▸ Przytoczony tekst:
##############################

Szukaj Pokaż menu
Witaj nieznajomy(a) zaloguj się lub dołącz do nas
…NIECODZIENNIK SATYRYCZNO-PROWOKUJĄCY

Stres na randkach, jedzenie ze śmietnika i inne anonimowe opowieści

45 185  
221   99  
Dziś przeczytacie m.in. o strachu przed dentystą, żałobie po rodzicach, stresie na randkach i próbach zaprzyjaźnienia się z sąsiadami.


#1.

Jestem już po trzydziestce. Od zawsze miałam krzywe, powywijane we wszystkie strony zęby i niewyrośniętą żuchwę, do tego paniczny strach przed dentystą i oprócz użalania się nad sobą nie robiłam z tym nic. Życie mi upływało na marzeniach o pięknym uśmiechu, a tymczasem moja własna, prywatna wada zgryzu zaczęła się pogłębiać, zęby rozchodzić, żółknąć i próchnieć. Wstyd wyjść do ludzi, wstyd uśmiechnąć, wstyd nawet oddychać, bo z paszczy wydobywają się trujące wyziewy, zamiast miętowej bryzy. Ile razy już, już chciałam umówić się do dentysty i tyle razy z płaczem rezygnowałam. W końcu przyszedł dzień, w którym moje przednie zęby rozeszły się tak bardzo, że przypominałam bobra z zarośniętymi siekaczami. Bardzo zaniedbanego bobra. Jakoś się przemogłam, poszłam do dentystki (pierwszy raz od wielu lat), a ta... złapała się za głowę. Paradontoza, zapalenie dziąseł, zaawansowana próchnica, wada zgryzu, niedorozwinięta żuchwa, przerost górnej szczęki. Od dentysty przeszłam pod opiekę ortodonty, od ortodonty do chirurga plastycznego twarzy i z powrotem do ortodonty na leczenie pooperacyjne. Wyleczyłam próchnicę, paradontozę, wyprostowałam zęby, przeszłam skomplikowaną i wyjątkowo bolesną operację wydłużenia żuchwy i skrócenia górnego podniebienia. Mnóstwo cierpienia, ogrom bólu, morze wylanych łez. I wiecie co? Dzisiaj, po prawie trzyletnim leczeniu, tak sobie patrzę w lustrze na te moje bielutkie, prościutkie ząbeczki i myślę sobie, jaka to głupia byłam, że nie poszłam do dentysty piętnaście lat wcześniej.

#2.

Często wyciągam z kosza na śmieci różne owoce i warzywa, które wyrzuca moja współlokatorka. Dokładnie je myję i jem, bo nie lubię, gdy ktoś marnuje jedzenie.

#3.

Wstyd mi, że gdy nagle umarli moi rodzice, nie przeżyłam żałoby inaczej. Oczywiście, płakałam przez kilka dni, a potem zaczęłam się bawić. Tak, bawić. Chodziłam na imprezy, poznawałam ludzi, nawet na pogrzeb przyszłam pod wpływem.

##############################

▸ Wyświetlane informacje:
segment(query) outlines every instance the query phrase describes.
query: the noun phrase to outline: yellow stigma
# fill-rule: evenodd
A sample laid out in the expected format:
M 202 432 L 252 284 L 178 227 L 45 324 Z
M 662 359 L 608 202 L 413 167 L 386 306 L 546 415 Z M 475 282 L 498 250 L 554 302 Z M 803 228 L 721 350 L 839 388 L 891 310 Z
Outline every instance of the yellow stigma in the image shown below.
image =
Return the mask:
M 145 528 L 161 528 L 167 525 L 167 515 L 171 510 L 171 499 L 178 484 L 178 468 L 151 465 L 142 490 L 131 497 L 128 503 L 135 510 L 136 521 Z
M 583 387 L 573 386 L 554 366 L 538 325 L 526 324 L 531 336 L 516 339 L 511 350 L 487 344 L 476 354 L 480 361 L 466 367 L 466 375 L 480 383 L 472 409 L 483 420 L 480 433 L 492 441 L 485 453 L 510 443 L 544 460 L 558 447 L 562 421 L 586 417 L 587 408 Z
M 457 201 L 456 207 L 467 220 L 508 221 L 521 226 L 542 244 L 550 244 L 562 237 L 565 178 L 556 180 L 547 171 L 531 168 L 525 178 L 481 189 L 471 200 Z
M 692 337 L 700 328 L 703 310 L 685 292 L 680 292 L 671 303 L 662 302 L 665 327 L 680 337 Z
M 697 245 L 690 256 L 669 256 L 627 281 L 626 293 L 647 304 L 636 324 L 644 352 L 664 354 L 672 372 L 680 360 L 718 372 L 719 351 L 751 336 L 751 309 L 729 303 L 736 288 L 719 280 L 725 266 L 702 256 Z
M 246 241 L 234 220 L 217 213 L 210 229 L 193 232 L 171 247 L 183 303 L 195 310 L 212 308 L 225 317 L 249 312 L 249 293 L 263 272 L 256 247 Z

##############################

▸ Twoje zadania:
**A.** Przepisz z tekstu z anonimowymi opowieściami fragment od "Często wyciągam z" aż do "ktoś marnuje jedzenie." włącznie.
**B.** Kontynuuj, proszę, tekst z anonimowymi opowieściami od miejsca, w którym się urywa.

▸ Odpowiedzi do ćwiczeń:
**A.**
Często wyciągam z kosza na śmieci różne owoce i warzywa, które wyrzuca moja współlokatorka. Dokładnie je myję i jem, bo nie lubię, gdy ktoś marnuje jedzenie.

**B.**
Zostawili mi spadek, więc miałam z czego żyć. Zaniedbałam studia, pozostałą część rodziny. Nie byłam oparciem dla babć, które także straciły bliskie osoby. Odcięłam się totalnie od każdego, kto o rodzicach mi przypominał. Obcym ludziom w pubach przedstawiałam się nie swoim nazwiskiem. Był tylko bal. Potrafiłam pić i chodzić do pubów 7 dni w tygodniu, znali mnie już tam na wylot nawet właściciele. W jednym miałam nawet stały rabat. Przygodny seks też był normą. To, że niczym się nie zaraziłam to chyba cud. Ogólnie bardzo, ale to bardzo popłynęłam.

Ogarnęłam się dopiero po 1,5 roku. Skończyłam studia, znalazłam pracę, zaczęłam odwiedzać rodzinę. Naprawiłam to co mogłam, jednak nadal, gdy o tym pomyślę, to chce mi się wyć. Zbezcześciłam pamięć rodziców, nie okazałam im szacunku po ich śmierci. Jest mi przez to strasznie, ale to strasznie wstyd.

#4.

W młodości grałem na basie w niewielkim zespole. Pewnego dnia w końcu pozwolono nam zagrać na niewielkim festiwalu. Byliśmy bardzo szczęśliwi, podjarani i ogólnie przejęci. Gdy już nastał ten ważny dzień, w pewnym momencie kompletnie zapomniałem, co miałem grać. Cały utwór grałem tylko jeden dźwięk. Nikt nie zauważył. Bezcenne.

#5.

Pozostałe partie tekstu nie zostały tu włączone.